### Records supplied

• • • • •

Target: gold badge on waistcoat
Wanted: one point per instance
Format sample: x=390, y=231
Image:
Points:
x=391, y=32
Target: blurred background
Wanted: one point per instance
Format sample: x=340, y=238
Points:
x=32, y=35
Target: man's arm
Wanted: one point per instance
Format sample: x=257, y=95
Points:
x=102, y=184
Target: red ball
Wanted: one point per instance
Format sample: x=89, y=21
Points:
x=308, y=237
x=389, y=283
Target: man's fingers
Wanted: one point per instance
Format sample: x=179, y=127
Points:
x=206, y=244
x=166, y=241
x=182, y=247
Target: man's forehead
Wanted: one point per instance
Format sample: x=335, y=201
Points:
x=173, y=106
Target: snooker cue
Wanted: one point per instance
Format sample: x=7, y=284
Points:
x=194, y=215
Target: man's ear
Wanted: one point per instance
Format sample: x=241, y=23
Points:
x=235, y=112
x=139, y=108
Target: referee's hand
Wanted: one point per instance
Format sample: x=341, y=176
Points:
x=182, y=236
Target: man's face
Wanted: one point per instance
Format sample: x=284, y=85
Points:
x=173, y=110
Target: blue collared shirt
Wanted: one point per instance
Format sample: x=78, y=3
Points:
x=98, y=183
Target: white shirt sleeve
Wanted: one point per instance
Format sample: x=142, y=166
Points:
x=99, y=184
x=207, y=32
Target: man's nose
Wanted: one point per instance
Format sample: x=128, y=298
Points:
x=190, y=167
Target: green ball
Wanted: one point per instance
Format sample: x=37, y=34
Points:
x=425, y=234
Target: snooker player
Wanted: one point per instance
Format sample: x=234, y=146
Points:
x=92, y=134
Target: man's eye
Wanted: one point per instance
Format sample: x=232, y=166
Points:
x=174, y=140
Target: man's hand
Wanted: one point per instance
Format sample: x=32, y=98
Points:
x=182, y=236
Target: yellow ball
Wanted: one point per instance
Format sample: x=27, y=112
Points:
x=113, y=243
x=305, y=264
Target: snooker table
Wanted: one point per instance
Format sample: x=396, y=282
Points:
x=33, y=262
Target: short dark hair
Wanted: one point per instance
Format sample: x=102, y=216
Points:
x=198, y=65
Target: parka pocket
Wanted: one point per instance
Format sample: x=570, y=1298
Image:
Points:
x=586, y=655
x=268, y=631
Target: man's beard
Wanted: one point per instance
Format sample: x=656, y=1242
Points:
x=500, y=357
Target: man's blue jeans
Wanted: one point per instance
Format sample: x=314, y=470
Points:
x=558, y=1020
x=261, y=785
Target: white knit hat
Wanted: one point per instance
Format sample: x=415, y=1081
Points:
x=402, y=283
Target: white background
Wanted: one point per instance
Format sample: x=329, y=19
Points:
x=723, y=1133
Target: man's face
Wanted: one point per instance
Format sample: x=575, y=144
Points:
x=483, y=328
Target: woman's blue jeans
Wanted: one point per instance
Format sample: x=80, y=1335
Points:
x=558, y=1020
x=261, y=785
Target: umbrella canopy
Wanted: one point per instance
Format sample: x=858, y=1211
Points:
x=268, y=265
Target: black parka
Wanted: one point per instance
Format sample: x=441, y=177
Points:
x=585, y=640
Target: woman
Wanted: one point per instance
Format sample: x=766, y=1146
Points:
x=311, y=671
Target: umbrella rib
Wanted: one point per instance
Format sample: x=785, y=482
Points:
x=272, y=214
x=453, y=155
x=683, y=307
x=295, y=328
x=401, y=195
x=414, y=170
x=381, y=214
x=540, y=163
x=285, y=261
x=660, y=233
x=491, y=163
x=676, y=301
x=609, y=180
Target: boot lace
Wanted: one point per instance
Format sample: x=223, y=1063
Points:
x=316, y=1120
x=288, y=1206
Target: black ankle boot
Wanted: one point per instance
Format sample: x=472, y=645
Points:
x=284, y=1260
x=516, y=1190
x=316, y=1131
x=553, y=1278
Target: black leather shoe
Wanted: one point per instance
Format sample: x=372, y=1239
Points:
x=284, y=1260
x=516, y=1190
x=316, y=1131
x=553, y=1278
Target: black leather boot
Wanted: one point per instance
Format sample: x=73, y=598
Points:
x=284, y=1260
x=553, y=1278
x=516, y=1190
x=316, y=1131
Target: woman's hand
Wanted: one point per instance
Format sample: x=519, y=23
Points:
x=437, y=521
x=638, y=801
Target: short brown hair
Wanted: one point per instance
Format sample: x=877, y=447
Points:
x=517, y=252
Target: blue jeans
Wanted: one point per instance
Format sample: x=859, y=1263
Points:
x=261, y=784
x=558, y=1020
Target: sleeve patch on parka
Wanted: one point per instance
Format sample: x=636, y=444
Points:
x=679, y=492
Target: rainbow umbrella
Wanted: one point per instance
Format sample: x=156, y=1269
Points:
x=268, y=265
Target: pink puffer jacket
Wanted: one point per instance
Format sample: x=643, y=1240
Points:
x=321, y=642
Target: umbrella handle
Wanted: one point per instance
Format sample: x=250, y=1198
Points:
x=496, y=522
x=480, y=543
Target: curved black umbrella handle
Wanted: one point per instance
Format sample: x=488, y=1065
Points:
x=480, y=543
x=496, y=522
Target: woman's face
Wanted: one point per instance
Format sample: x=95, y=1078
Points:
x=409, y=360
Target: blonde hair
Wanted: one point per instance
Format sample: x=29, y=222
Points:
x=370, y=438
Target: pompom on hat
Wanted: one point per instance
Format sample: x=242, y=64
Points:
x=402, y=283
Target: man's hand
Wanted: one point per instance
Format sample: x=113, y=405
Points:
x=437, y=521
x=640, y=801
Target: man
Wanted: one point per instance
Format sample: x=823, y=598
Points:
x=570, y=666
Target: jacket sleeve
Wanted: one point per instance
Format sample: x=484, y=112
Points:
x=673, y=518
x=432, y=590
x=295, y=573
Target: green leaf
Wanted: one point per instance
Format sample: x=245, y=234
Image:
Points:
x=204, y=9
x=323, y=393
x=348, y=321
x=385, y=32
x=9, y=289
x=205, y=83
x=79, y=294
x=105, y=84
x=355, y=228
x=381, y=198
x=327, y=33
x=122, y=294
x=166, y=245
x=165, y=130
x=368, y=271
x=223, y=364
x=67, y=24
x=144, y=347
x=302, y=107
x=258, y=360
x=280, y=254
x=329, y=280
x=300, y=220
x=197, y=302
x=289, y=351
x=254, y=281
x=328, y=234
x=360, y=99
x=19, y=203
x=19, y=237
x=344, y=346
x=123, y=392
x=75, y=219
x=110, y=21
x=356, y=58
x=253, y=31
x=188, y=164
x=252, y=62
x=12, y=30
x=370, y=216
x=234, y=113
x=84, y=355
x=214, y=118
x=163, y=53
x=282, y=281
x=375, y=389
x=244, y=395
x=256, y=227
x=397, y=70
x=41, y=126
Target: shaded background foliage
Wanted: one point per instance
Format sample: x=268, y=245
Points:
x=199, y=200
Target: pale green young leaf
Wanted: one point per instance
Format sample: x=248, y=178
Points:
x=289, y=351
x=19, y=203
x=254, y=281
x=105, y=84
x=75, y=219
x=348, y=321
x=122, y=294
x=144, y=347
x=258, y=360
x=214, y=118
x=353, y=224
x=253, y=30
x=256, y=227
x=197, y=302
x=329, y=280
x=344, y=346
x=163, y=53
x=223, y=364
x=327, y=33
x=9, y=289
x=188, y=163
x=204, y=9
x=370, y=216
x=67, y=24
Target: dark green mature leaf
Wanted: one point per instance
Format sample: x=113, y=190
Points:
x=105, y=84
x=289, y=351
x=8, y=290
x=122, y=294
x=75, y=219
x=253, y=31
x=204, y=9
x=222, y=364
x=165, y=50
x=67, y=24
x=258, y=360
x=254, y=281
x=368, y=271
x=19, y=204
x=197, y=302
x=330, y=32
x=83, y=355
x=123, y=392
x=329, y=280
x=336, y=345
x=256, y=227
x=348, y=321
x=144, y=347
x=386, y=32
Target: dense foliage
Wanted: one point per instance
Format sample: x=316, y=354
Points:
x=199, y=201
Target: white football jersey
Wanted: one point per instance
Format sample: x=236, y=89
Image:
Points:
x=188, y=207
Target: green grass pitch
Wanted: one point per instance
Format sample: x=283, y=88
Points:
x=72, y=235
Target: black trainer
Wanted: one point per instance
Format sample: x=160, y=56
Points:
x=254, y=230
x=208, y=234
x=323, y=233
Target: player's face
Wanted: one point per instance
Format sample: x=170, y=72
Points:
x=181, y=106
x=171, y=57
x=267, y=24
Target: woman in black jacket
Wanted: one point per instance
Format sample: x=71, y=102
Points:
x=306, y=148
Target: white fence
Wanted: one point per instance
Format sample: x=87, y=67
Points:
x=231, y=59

• • • • •

Go to the line with "Target: snooker table" in the entries above and repeat every line from there through the line with "Format sample: x=73, y=598", exactly and with no other text.

Target: snooker table
Wanted: one point per instance
Format sample: x=396, y=282
Points:
x=33, y=262
Target: short dark hair
Wanted: one point per instance
Format sample: x=102, y=216
Points:
x=198, y=65
Target: parka pocket
Wanted: one point per instance
Format sample: x=570, y=1298
Image:
Points:
x=586, y=655
x=268, y=631
Target: man's beard
Wanted: one point per instance
Format sample: x=656, y=1242
Points:
x=500, y=357
Target: man's blue jeans
Wanted: one point per instance
Format sample: x=314, y=470
Points:
x=558, y=1020
x=261, y=785
Target: white knit hat
Wanted: one point per instance
Format sample: x=415, y=1081
Points:
x=402, y=283
Target: white background
Wanted: one point per instance
Format sample: x=329, y=19
Points:
x=723, y=1133
Target: man's face
Wanted: one point per instance
Format sample: x=575, y=144
Points:
x=483, y=328
Target: woman's blue jeans
Wanted: one point per instance
Format sample: x=80, y=1335
Points:
x=558, y=1020
x=261, y=785
Target: umbrella canopy
Wanted: one point per instance
Format sample: x=858, y=1211
Points:
x=268, y=265
Target: black parka
Wanted: one point per instance
Format sample: x=441, y=177
Points:
x=585, y=640
Target: woman
Wanted: one point per instance
Format sample: x=766, y=1146
Points:
x=311, y=671
Target: umbrella rib
Wanted: one point per instance
Format sample: x=785, y=482
Points:
x=272, y=214
x=453, y=155
x=683, y=307
x=295, y=328
x=401, y=195
x=414, y=170
x=381, y=214
x=540, y=163
x=285, y=261
x=660, y=233
x=491, y=163
x=676, y=301
x=609, y=180
Target: boot lace
Wanted: one point per instance
Format sample: x=223, y=1063
Points:
x=316, y=1120
x=288, y=1206
Target: black ankle boot
Wanted: one point per instance
Format sample: x=472, y=645
Points:
x=284, y=1260
x=516, y=1190
x=316, y=1131
x=553, y=1278
Target: black leather shoe
Wanted: one point per instance
Format sample: x=372, y=1239
Points:
x=284, y=1260
x=516, y=1190
x=316, y=1131
x=553, y=1278
Target: black leather boot
Wanted: one point per instance
Format sample: x=73, y=598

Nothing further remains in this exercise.